Referring expression grounding data
---*---

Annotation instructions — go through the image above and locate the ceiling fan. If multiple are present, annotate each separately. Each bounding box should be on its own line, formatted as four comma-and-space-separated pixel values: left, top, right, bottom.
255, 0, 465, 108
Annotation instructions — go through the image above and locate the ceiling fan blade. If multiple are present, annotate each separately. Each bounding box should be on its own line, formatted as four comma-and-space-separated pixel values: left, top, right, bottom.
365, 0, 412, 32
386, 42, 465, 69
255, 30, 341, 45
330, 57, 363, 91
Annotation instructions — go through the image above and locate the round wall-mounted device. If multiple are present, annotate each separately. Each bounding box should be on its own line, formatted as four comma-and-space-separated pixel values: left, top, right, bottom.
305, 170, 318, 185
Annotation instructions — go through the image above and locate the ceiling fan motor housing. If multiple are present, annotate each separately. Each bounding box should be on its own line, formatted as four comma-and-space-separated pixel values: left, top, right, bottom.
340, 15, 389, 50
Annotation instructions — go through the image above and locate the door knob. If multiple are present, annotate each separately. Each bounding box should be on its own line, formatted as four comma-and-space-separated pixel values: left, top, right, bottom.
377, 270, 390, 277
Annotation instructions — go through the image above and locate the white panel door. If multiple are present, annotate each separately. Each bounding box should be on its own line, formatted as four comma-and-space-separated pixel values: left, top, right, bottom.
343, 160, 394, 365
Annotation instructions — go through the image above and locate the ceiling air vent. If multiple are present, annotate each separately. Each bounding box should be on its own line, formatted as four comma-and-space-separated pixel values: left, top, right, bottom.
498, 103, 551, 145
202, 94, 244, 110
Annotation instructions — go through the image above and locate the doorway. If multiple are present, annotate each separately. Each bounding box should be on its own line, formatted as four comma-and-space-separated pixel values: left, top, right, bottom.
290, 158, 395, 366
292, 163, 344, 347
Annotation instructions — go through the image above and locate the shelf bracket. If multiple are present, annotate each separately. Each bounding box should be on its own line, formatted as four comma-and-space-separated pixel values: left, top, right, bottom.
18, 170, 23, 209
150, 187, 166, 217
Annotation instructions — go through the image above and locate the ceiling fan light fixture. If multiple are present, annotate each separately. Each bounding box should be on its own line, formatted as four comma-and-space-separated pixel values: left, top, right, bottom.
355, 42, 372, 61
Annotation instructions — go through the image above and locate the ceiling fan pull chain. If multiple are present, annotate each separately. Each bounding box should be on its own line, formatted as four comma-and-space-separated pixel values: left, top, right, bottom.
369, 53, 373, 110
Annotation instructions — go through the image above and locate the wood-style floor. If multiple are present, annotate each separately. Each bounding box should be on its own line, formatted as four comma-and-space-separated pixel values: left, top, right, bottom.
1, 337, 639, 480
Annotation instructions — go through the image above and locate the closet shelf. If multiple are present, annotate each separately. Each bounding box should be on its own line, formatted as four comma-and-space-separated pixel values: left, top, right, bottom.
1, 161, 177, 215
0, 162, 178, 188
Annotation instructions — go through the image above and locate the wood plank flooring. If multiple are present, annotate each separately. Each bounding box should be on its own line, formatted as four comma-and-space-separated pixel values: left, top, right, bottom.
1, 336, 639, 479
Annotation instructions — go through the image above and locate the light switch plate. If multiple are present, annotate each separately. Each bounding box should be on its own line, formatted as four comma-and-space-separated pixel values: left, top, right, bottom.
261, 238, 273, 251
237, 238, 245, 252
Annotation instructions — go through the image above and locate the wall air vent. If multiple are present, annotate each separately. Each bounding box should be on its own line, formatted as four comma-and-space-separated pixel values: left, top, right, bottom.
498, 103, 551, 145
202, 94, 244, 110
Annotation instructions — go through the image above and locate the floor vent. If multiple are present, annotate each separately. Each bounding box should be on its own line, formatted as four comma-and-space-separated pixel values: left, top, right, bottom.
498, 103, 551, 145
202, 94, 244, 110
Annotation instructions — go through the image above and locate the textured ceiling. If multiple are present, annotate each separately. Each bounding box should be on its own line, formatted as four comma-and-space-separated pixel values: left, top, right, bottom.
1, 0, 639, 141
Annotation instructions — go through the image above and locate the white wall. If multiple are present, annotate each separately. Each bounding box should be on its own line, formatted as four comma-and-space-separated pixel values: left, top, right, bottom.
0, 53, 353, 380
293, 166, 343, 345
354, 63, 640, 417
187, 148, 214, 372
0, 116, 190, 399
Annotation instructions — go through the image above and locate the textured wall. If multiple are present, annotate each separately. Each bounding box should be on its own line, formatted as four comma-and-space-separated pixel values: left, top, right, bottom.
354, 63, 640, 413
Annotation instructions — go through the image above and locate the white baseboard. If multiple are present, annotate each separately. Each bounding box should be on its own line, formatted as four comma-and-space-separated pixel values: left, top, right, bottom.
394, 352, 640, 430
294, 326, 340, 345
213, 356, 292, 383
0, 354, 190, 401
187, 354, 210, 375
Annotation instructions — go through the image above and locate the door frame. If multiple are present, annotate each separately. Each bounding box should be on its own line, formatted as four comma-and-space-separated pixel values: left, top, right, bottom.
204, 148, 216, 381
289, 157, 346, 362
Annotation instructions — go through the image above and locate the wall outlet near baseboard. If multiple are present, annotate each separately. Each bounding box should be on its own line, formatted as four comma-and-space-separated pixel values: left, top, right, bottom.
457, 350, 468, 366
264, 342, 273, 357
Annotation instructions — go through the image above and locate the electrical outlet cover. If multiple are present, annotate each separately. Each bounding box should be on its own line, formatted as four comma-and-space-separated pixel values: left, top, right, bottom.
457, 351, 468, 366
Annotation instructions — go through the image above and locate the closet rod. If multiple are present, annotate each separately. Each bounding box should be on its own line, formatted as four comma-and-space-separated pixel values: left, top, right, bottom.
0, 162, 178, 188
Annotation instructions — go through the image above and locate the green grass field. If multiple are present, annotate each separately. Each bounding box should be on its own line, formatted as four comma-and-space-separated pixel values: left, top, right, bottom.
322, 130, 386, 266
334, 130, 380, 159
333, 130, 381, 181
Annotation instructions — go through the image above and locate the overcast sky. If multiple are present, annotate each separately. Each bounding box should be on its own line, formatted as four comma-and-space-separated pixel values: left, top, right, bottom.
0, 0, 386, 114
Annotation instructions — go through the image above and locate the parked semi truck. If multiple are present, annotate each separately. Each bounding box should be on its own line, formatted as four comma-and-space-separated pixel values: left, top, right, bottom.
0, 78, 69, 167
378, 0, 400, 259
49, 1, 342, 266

---*---

Exercise requirements: Go through the data and copy each line exactly as it was written.

Reply:
Annotation instructions — go through the image above and locate the ceiling fan. If multiple are present, annotate each separately. Each bounding box should be on its own line, formatted as four comma-and-space-separated pixel values: left, top, right, bottom.
255, 0, 465, 108
Annotation instructions — go through the image above and locate the ceiling fan blade. If multiple are present, annotate each separately. Each bounding box should be on its own line, formatted as four comma-and-space-separated pixel values: left, top, right, bottom.
365, 0, 412, 32
386, 42, 465, 69
255, 30, 341, 45
330, 57, 363, 91
Annotation instructions — go through the image above and locate the round wall-mounted device. If multiple are present, annotate each separately. Each bounding box should be on its own line, formatted as four comma-and-space-separated pixel values: left, top, right, bottom.
305, 170, 318, 185
Annotation instructions — go through the image above and locate the ceiling fan motor housing. If multiple are present, annotate each separately. Each bounding box should be on its own line, formatted as four comma-and-space-separated pixel values: left, top, right, bottom.
340, 15, 389, 50
Annotation instructions — go through the image above and locate the door knob. If multiple are present, annotate each separately. Each bounding box should be on its own line, formatted as four comma-and-space-separated pixel values: left, top, right, bottom.
377, 270, 390, 277
Annotation instructions — go through the image above and locate the white panel door. If multiple are present, annotate each separately. Each bounding box should be on its own line, formatted as four comma-and-space-separated pixel values: left, top, right, bottom.
343, 160, 394, 365
Annotation instructions — go through the image above and locate the ceiling air vent. If multiple are present, annotate each separately. Each bounding box should be on its own line, formatted as four comma-and-space-separated pixel values: left, top, right, bottom.
498, 103, 551, 145
202, 94, 244, 110
Annotation instructions — go through the image above and locate the doorway. If multiple are present, annotate each separately. Each bounding box should be on its own line, formatted as four comma-and-space-separated pixel values: left, top, right, bottom.
290, 158, 395, 366
292, 163, 344, 347
Annotation instructions — go through the image above and locate the shelf bracket. If multiple are present, annotate each separately. Each bounding box should be on its own line, formatted as four comma-and-space-separated pixel values: left, top, right, bottom.
18, 170, 23, 209
150, 187, 166, 217
Annotation instructions — go through the image above and locate the ceiling fan light fixture. If multiple are present, annotate each separately. Each bounding box should be on its own line, formatted as four comma-and-space-separated pixel values: left, top, right, bottom.
355, 42, 372, 61
Annotation instructions — go through the image above and locate the ceiling fan pull chain. If multiple are present, annotate each separately. Each bounding box should be on its own line, formatted as four comma-and-space-separated pixel values: left, top, right, bottom.
369, 53, 373, 110
Annotation instructions — go through the image above and locate the wood-style floor. If multiple are present, annotate each separately. Each bounding box should be on its own line, formatted as four comma-and-space-separated pixel values: left, top, right, bottom.
1, 337, 639, 480
Annotation instructions — go through the image above and locate the closet shelf. If multiple are present, annotate each separately. Each bounding box should be on its own line, formatted as four comma-and-space-separated pixel values: left, top, right, bottom.
1, 161, 177, 215
0, 162, 178, 188
Annotation instructions — go through the image above and locate the wood plank flooring. If multiple are present, annotate each separately. Each bounding box should be on its own line, formatted as four comma-and-space-separated pixel values: left, top, right, bottom.
1, 336, 639, 479
Annotation instructions — go through the image above and locate the light switch plate. If multiple are present, annotate each separately. Each bounding box should be on its own line, formatted as four comma-and-space-separated pixel values: left, top, right, bottom.
261, 238, 273, 251
237, 238, 245, 252
Annotation instructions — go through the image above and locate the wall air vent. If multiple are present, annotate each separately. Each bounding box should be on its own line, formatted as four comma-and-space-separated pixel values: left, top, right, bottom.
498, 103, 551, 145
202, 94, 244, 110
Annotation instructions — go through the image above and locate the floor vent. If multiple are present, annotate each separately. Each bounding box should be on its own line, formatted as four comma-and-space-separated pixel values: left, top, right, bottom.
498, 103, 551, 145
202, 94, 244, 110
Annotation instructions — go through the image above and locate the textured ceiling. If multiple are present, annotate each separately. Each bounding box should be on its own line, formatted as four comma-and-space-separated pixel values: left, top, right, bottom.
1, 0, 639, 141
Annotation instructions — go through the image above and locate the white wall. If multiple are present, annotate each separately. Each bounding box should be on its own line, formatted as four comma-and-space-separated pixel values: left, top, right, bottom.
0, 53, 353, 380
293, 166, 343, 345
354, 63, 640, 417
187, 148, 214, 372
0, 116, 190, 399
Annotation instructions — go through the image above and locate the textured wall. If multiple are present, annotate each separately. Each bounding box should be on its own line, formatted as four comma-and-space-separated pixel values: left, top, right, bottom.
354, 63, 640, 413
Annotation instructions — go through the image above and locate the white baseboard. If multiple are present, annotate each separately. Each bounding box should be on its own line, formatted as four comma-and-space-separated pixel values: left, top, right, bottom.
394, 352, 640, 430
294, 326, 340, 345
213, 356, 292, 383
0, 354, 190, 401
187, 354, 210, 375
Annotation instructions — go through the image above and locate the door frame. If multiple are present, annotate each separately. Each bounding box should be on its own line, formatted as four comma-and-space-separated pixel values: left, top, right, bottom.
204, 148, 216, 381
289, 157, 346, 362
Annotation instructions — go through the image above and locate the wall outlet near baseboard. If multiple are present, annotate each separately. Each bounding box should be on its own line, formatted as four comma-and-space-separated pixel values: left, top, right, bottom.
457, 350, 468, 366
264, 342, 273, 357
Annotation instructions — go through the image above and locate the electrical outlet cover. If multiple are present, annotate each separately. Each bounding box should be on its own line, formatted as four comma-and-space-separated pixel values: left, top, right, bottom.
457, 351, 468, 366
Annotation instructions — go through the image above and locate the closet rod. If multiple are present, annotate each separately. Each bounding box should be on its own line, formatted as four comma-and-space-separated pixel values: left, top, right, bottom.
0, 162, 178, 188
Annotation instructions — go through the image above and locate the green grass field. If multiple are present, annotate each separately. Each bounding box should be on its own line, formatted as four comma-and-space-separated pixel values: left, top, right, bottom.
322, 130, 386, 266
334, 130, 380, 159
333, 130, 381, 181
Annotation instructions — go through the image above and locate the overcast sky. If multiple are present, annotate each separately. Each bounding box should be on its own line, formatted as four comma-and-space-separated pixel values: left, top, right, bottom.
0, 0, 386, 114
Annotation instructions — go through the image above and locate the parked semi truck. If multiple are present, annotate each separately. Each bounding box should be on its own line, formatted as four comma-and-space-separated pixel values: left, top, right, bottom.
0, 78, 69, 167
378, 0, 400, 259
49, 1, 342, 266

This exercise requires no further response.